* **Aim**: Rewrite the entries from the line with "Teacher note: please indicate the white ceramic" up to and including the line with "Teacher note: please indicate the wooden", replacing "soap dispenser" with "soap pump" and keeping everything else the same.

----

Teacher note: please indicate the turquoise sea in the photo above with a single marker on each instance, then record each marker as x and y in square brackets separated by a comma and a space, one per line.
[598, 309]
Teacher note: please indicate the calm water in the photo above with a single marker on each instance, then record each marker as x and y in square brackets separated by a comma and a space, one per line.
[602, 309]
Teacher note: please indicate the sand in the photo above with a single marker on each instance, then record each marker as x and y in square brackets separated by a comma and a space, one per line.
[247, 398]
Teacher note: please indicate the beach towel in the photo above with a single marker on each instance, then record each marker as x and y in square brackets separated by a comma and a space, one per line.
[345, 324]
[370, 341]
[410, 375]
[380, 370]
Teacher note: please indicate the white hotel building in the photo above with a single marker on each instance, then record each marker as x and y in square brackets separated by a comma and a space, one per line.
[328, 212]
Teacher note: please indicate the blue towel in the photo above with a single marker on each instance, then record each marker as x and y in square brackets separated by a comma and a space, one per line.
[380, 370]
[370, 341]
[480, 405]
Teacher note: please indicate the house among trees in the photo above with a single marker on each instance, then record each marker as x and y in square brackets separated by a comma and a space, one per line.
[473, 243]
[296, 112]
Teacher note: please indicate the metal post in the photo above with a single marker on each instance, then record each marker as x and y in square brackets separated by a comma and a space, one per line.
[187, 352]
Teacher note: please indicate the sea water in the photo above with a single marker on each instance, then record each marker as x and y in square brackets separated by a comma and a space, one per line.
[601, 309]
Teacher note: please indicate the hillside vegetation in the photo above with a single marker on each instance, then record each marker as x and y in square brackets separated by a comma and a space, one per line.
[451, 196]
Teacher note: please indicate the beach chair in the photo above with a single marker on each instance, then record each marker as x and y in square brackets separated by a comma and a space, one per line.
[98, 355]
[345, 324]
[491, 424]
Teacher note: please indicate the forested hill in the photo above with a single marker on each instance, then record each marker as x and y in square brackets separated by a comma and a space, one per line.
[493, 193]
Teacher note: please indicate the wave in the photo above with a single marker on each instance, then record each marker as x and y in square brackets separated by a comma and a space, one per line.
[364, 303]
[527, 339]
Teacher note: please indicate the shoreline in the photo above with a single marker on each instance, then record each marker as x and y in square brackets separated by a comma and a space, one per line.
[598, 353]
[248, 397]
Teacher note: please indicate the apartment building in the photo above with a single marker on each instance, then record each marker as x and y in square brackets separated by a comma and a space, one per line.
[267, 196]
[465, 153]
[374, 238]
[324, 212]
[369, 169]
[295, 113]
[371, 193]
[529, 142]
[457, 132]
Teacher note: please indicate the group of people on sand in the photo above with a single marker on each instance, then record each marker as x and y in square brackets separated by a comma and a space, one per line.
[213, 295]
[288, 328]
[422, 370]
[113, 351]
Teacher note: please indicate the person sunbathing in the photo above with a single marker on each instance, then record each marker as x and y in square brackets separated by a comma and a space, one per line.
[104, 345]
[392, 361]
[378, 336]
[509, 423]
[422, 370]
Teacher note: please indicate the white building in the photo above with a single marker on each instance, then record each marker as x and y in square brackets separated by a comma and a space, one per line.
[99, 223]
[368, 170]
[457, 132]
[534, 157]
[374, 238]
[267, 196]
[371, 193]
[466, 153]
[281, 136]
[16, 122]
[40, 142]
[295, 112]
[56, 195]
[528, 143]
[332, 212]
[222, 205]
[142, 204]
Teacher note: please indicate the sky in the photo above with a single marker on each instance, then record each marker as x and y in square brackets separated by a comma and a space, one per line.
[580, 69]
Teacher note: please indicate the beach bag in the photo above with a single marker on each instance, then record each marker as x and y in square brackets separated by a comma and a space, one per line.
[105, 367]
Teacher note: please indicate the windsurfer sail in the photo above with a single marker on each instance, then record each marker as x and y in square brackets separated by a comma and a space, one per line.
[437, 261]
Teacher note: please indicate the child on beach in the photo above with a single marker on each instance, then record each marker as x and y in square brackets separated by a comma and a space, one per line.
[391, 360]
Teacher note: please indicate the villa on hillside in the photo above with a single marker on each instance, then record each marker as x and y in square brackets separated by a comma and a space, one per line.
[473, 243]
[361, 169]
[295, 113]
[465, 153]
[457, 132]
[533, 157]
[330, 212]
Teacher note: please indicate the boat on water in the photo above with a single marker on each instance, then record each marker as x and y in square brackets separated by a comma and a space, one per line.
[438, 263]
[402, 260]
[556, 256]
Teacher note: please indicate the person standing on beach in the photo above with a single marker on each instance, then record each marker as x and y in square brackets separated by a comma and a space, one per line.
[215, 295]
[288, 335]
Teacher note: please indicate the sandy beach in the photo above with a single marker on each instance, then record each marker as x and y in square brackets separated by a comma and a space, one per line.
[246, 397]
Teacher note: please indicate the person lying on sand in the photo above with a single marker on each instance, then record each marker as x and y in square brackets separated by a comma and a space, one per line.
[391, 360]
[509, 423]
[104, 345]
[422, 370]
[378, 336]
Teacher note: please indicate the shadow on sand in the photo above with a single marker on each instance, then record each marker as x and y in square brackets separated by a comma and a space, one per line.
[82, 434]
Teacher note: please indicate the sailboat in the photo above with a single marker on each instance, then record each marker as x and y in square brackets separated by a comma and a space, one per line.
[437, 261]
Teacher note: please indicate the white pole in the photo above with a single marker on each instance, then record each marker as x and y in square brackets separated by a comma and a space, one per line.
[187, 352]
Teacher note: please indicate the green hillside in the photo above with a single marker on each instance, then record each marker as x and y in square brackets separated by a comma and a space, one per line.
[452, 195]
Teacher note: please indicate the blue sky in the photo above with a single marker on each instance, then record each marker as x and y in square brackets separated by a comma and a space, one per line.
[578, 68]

----

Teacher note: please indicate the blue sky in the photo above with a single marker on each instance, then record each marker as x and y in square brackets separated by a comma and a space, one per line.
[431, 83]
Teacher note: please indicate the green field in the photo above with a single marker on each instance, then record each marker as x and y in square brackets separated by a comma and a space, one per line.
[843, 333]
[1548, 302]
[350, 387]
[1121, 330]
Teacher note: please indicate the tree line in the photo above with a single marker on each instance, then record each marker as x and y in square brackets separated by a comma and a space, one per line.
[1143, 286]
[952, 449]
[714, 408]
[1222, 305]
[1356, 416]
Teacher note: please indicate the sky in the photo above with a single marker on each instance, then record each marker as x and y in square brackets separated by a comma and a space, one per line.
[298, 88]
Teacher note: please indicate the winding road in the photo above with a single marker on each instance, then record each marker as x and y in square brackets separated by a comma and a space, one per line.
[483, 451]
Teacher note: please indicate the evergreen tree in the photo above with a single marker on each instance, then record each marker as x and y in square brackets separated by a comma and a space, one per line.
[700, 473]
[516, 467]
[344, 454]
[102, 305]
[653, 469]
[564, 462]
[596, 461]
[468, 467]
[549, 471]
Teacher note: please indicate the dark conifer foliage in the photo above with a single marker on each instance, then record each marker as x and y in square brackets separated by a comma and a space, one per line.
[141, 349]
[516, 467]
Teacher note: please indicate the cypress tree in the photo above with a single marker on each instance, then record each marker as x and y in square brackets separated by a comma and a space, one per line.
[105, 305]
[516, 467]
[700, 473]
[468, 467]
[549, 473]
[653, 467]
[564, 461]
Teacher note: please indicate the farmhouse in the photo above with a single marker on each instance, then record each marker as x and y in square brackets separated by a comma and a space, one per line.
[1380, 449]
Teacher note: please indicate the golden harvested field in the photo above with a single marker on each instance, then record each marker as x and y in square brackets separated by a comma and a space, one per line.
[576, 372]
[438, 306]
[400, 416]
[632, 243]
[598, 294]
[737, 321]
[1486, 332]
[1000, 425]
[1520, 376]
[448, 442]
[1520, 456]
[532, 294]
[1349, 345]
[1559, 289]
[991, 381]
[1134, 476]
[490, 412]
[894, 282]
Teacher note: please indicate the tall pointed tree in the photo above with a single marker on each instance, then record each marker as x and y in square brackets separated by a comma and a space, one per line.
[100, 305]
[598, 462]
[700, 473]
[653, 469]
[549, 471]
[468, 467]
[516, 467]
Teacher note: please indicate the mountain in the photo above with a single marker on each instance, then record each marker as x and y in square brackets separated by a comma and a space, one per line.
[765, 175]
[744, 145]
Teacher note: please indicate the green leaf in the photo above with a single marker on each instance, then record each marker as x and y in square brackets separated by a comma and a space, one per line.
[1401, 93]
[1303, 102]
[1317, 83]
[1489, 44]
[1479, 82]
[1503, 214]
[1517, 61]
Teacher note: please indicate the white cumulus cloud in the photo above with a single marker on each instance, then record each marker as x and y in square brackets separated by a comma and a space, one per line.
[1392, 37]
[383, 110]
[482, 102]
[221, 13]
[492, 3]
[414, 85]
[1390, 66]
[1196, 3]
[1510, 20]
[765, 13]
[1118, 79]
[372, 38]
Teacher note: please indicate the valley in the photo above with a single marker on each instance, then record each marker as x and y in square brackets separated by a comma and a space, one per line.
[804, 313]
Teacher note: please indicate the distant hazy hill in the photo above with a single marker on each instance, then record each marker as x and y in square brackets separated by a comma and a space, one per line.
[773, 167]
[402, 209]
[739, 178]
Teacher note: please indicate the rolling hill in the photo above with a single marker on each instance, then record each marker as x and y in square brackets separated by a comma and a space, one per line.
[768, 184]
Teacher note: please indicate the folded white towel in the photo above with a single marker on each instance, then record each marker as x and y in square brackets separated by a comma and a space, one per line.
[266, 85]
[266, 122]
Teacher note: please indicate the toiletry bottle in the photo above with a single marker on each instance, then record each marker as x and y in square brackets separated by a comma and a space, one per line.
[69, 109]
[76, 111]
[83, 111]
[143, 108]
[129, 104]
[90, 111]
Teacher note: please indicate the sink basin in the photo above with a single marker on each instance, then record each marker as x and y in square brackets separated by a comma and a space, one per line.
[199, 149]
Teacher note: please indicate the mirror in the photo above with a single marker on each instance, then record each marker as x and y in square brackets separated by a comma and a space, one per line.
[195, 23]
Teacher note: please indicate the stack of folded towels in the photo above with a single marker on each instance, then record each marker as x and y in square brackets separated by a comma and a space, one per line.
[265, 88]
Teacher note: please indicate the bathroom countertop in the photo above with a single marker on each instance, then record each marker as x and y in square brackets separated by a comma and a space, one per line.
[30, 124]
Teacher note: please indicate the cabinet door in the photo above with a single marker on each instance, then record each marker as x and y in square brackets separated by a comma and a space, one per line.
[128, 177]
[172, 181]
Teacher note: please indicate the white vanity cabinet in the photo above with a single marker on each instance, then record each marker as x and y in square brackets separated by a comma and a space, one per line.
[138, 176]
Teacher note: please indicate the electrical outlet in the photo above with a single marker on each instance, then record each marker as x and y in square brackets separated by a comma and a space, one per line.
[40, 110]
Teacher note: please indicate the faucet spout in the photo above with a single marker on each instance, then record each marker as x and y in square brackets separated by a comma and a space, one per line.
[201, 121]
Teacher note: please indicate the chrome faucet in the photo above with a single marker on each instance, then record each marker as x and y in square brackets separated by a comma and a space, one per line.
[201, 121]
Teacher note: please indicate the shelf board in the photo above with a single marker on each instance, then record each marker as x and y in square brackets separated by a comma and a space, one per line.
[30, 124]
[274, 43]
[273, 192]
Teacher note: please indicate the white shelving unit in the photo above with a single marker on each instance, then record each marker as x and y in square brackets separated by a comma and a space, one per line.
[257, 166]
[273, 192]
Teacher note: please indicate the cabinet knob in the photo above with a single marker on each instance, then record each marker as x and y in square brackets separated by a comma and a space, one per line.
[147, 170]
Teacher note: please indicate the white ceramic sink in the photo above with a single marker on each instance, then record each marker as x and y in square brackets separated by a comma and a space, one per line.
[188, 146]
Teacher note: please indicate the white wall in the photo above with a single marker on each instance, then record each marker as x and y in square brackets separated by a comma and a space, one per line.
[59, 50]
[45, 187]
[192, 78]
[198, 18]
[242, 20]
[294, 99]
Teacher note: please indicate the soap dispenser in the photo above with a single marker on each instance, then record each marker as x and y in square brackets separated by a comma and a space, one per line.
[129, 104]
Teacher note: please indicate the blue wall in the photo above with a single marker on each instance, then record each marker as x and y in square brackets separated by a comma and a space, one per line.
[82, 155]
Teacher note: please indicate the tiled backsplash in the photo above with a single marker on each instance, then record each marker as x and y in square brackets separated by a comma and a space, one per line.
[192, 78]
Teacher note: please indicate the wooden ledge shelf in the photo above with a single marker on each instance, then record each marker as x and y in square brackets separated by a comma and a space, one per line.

----

* **Output of the exercise**:
Teacher note: please indicate the white ceramic sink in the photo above with a single marker on each instance, then record each marker as x and y in square brackets separated by a comma and a space, one per line.
[188, 146]
Teacher note: please indicate the white wall in the photo above with a single marker on each instance, then record each marker as x and y in square brackets separated by a comma and a space, one per line.
[59, 50]
[45, 187]
[192, 78]
[198, 18]
[242, 20]
[294, 99]
Teacher note: please indicate the soap pump in the photo above with a single marker on each instance, then record each marker as x and y in square brackets separated by a comma and a space, one per line.
[129, 104]
Teacher note: please indicate the blue wall in the photo above with a single marker on each instance, then record each marker as x and y in square brackets separated by a comma and a space, one per line.
[82, 155]
Teacher note: please indicate the tiled backsplash in the photo above with a single marker on each instance, then record each marker as x and y in square brackets separated by a comma and a space, one per line.
[192, 78]
Teacher note: please indicate the wooden ledge shelf in the photo above with a single marker on each instance, then record each marker as x and y in square brackets separated by a comma and a space, one per line.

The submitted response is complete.